● **PASSAGE SHOWN**
# # # # # # #

Amyotrophic lateral sclerosis or ALS is a neurological disease that causes muscle weakness, profound disability, and ultimately death. ALS is sometimes referred to as Lou Gehrig’s disease, named for the New York Yankee baseball player who developed the condition later in his life. Notably, physicist Stephen Hawking long suffered from the condition.

ALS affects the nerves that control movement. As nerve cells become dysfunctional and die, a person’s muscles become weak. The disease often starts with weakness in one part of the body before moving to other parts. In 4 out of 5 people with ALS, the first symptom is a weakness of one limb but not the other. Over time, however, the disease spreads to virtually all motor neurons (nerve cells) in the body. Eventually, patients are unable to walk because of muscle weakness and are usually confined to a wheelchair. The condition becomes particularly difficult to manage and potentially life-threatening when it starts to affect lung muscles, which make it hard for patients with ALS to breathe.

There is no cure for amyotrophic lateral sclerosis. For the most part, however, treatment for ALS focuses on reducing the symptoms of the condition rather than treating it. Patients often undergo intensive physical, occupational, and speech therapy regimens to help manage symptoms of ALS. Physicians may prescribe drugs to reduce muscle spasms, sleep problems, and pain associated with the condition. Researchers are constantly looking for ways to improve ALS treatment.

Dr. Petrou and co-authors recently reported clinical trial results in the highly regarded medical journal, JAMA Neurology. The researchers started their research by altering mesenchymal stem cells in the laboratory so that they produce neurotrophic growth factors. In other words, they engineered stem cells to release substances that help nerve cells grow and survive. Then they tested these stem cells in two clinical trials. In the first clinical trial, the doctors used these stem cells to treat six patients with early-stage ALS and six patients with advanced ALS. In the second clinical trial, they tested the stem cells in 14 patients with early-stage ALS.

All patients in both trials tolerated the stem cell treatments very well. There were no serious side effects related to treatment. 87% of the patients responded positively to treatment, which means they showed at least 25% improvement in physical function and/or lung function. These positive results from stem cell treatment are particularly impressive because ALS gets worse over time. Patients generally either stay the same or get worse—it is quite unusual for them to get better. Encouraged by these results, the researchers who worked on this study will now confirm these results in larger clinical trials. The hope is that this stem cell treatment will be available for patients with ALS in the coming years.

Reference: Petrou P. et al. (2016).Safety and Clinical Effects of Mesenchymal Stem Cells Secreting Neurotrophic Factor Transplantation in Patients With Amyotrophic Lateral Sclerosis: Results of Phase 1/2 and 2a Clinical Trials. JAMA Neurology.2016 Mar;73(3):337-44.

# # # # # # #

● **DATA FOR ANALYSIS**
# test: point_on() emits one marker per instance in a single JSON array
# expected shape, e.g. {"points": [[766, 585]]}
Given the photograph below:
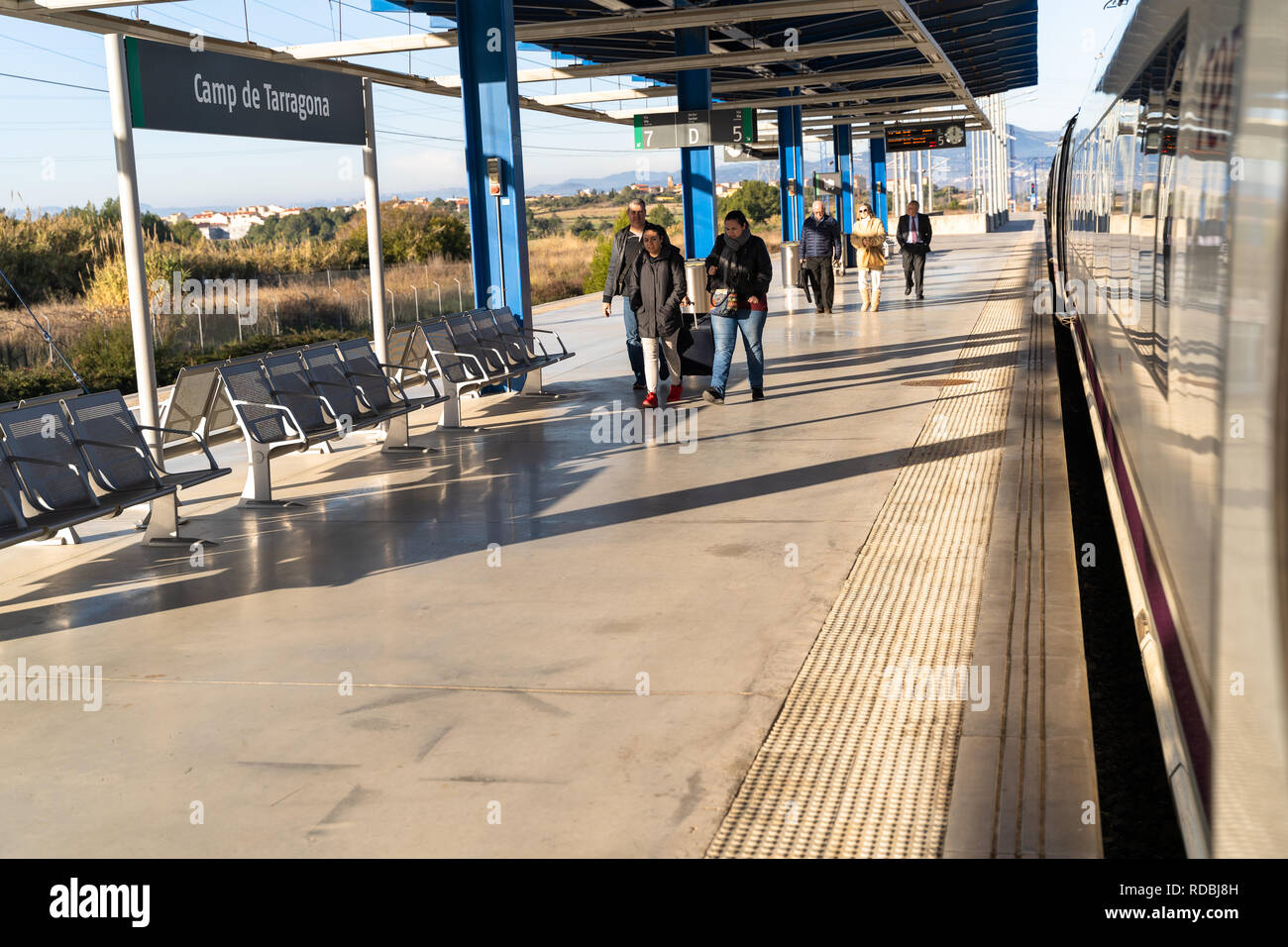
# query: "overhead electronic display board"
{"points": [[925, 137], [696, 128]]}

# # # # # # #

● **TASK INSTRUCTIONS**
Reproduce word for word the part of the ALS text between "ALS affects the" and "ALS to breathe.", inclusive. The data were drawn from a separate source and have no connection to the ALS text.

● **OUTPUT FOR THIS EXERCISE**
ALS affects the nerves that control movement. As nerve cells become dysfunctional and die, a person’s muscles become weak. The disease often starts with weakness in one part of the body before moving to other parts. In 4 out of 5 people with ALS, the first symptom is a weakness of one limb but not the other. Over time, however, the disease spreads to virtually all motor neurons (nerve cells) in the body. Eventually, patients are unable to walk because of muscle weakness and are usually confined to a wheelchair. The condition becomes particularly difficult to manage and potentially life-threatening when it starts to affect lung muscles, which make it hard for patients with ALS to breathe.